- Selected text -
=====

C’mon, Sugar Daddy: What I learned from John Cameron Mitchell’s ‘Hedwig and the Angry Inch’ (2001)


In my time away from here, when I wasn’t writing anything for several months, one of my dearest friends (and loyalest readers behind my mother) told me 1) I needed to start writing again and 2) I needed to start writing about more queer cinema. Well, I’m writing again so I might as well kill two birds, right? So, Carly, this stone’s for you.


We will probably know the outcome of the election before most (or any) of you read this but at the time of writing, we are in the dark. I wanted to wait, there’s no reason I can’t, but I’m not going to. Why? Because today’s movie is the movie America needs right now.

=====

- Material provided -
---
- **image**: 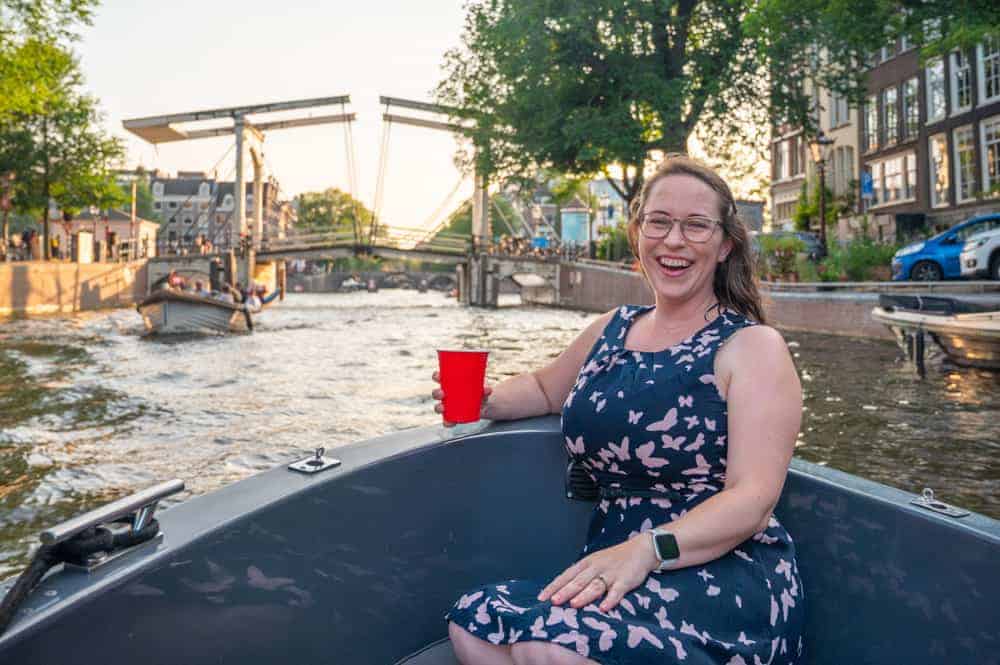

=====

- Stated task -
Quote the whole Hedwig and the Angry Inch piece word for word, from its title line to its final sentence.

- Task result -
C’mon, Sugar Daddy: What I learned from John Cameron Mitchell’s ‘Hedwig and the Angry Inch’ (2001)


In my time away from here, when I wasn’t writing anything for several months, one of my dearest friends (and loyalest readers behind my mother) told me 1) I needed to start writing again and 2) I needed to start writing about more queer cinema. Well, I’m writing again so I might as well kill two birds, right? So, Carly, this stone’s for you.


We will probably know the outcome of the election before most (or any) of you read this but at the time of writing, we are in the dark. I wanted to wait, there’s no reason I can’t, but I’m not going to. Why? Because today’s movie is the movie America needs right now.